= Work instructions =
Find the line that contains "50), using the photo above." in the entries below. Output it and each later line exactly, and nothing else.

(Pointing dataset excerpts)
● ● ● ●
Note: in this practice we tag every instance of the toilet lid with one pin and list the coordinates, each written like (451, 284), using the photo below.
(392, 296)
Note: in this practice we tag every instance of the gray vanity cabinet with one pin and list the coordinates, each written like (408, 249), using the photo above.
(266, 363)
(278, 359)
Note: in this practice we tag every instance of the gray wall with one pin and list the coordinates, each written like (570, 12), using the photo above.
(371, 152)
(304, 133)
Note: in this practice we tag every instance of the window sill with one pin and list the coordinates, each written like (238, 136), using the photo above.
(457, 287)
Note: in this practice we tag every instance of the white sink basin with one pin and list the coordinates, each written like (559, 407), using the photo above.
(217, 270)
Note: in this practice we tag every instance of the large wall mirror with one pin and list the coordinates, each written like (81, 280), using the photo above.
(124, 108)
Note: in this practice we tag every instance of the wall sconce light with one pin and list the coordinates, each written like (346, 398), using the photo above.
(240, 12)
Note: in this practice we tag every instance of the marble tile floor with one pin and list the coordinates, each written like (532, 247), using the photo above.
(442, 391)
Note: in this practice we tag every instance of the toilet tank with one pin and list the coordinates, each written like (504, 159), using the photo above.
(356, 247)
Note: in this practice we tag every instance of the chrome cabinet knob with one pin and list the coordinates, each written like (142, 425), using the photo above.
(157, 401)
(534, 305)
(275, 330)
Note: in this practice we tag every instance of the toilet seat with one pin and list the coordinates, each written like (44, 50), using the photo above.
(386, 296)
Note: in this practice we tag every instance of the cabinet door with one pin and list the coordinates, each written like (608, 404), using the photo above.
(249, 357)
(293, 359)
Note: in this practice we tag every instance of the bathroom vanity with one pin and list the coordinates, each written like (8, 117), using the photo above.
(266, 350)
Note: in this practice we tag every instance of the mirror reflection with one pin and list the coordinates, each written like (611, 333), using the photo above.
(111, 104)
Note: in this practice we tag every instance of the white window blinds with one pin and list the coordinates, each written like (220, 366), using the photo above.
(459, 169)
● ● ● ●
= Correct output =
Note: in this practice we tag every instance of the toilet seat with one pin and list the coordinates, each written like (44, 50), using the photo above.
(386, 296)
Note: in this practice we tag every instance of the cabinet door with one pin and list the coordinates, each written like (608, 404), using the photo above.
(249, 357)
(293, 359)
Note: in this practice we tag every instance of the bathroom vanity with one pin and list the coordinates, each written like (8, 117), using the photo above.
(266, 350)
Note: in this practice we tag every instance of the mirror reflection with one pin and list the coordinates, each written like (611, 333), using the photo above.
(111, 104)
Note: in this practice we tag every instance of the white window blinds with one pin and list the coordinates, each written like (220, 366), using the photo above.
(459, 169)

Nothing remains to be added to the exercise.